▸ **Dataset records on object locations**:
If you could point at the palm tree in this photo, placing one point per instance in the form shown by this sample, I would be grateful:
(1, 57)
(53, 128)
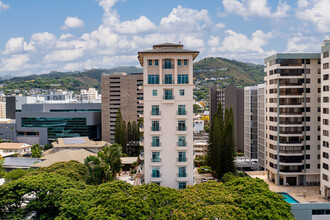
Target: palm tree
(106, 165)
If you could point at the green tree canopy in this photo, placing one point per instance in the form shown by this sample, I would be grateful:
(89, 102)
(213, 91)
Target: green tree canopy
(36, 151)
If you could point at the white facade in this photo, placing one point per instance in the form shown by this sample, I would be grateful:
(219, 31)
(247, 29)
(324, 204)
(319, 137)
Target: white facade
(261, 126)
(325, 118)
(198, 126)
(250, 122)
(170, 163)
(88, 95)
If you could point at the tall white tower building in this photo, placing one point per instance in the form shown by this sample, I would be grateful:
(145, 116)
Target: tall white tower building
(168, 114)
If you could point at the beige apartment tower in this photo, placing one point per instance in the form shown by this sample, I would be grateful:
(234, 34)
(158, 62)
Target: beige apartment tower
(325, 118)
(168, 115)
(120, 90)
(293, 118)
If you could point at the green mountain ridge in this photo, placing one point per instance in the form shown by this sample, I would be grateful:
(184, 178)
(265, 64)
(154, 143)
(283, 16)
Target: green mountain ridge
(229, 72)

▸ **DIRECTIONS FOR THIS TASK**:
Could you render all of the data above as a numbered list, skipping blank lines and leaving the pictures out?

▸ **PROBLEM SOLUTION**:
1. If you could point at the palm tree in this photo, placing one point per instance in the form shown by this sample, I would be grateful:
2. (1, 57)
3. (53, 128)
4. Target: palm tree
5. (106, 165)
6. If you could point at the green tree canopy in this photo, placing one point per instance in the form shown by this sample, I would be grateful:
7. (89, 102)
8. (213, 91)
9. Target: green tree canopy
10. (36, 151)
11. If you could point at the white facade in this photo, placing one point per instance in the form shown by this sample, I would be grateful:
12. (219, 31)
13. (247, 29)
14. (324, 204)
15. (319, 137)
16. Target: white facade
17. (261, 126)
18. (325, 118)
19. (198, 126)
20. (250, 122)
21. (170, 163)
22. (88, 95)
23. If you could point at the tall white tower building in this photo, placing one point per instance in the form shown by this sample, I would be grateful:
24. (145, 116)
25. Target: tall white tower building
26. (168, 114)
27. If you could point at the beige apartment tower in this photo, placing one point per instance in the form shown by this sample, I would be grateful:
28. (234, 34)
29. (158, 62)
30. Target: beige apartment tower
31. (325, 118)
32. (168, 115)
33. (120, 90)
34. (293, 118)
35. If you could point at the green mountain ridge in this photo, placing one point per instance in the form shown by this sample, I would be grateful:
36. (184, 178)
37. (265, 64)
38. (154, 143)
39. (283, 16)
40. Target: green mountain ridge
41. (229, 72)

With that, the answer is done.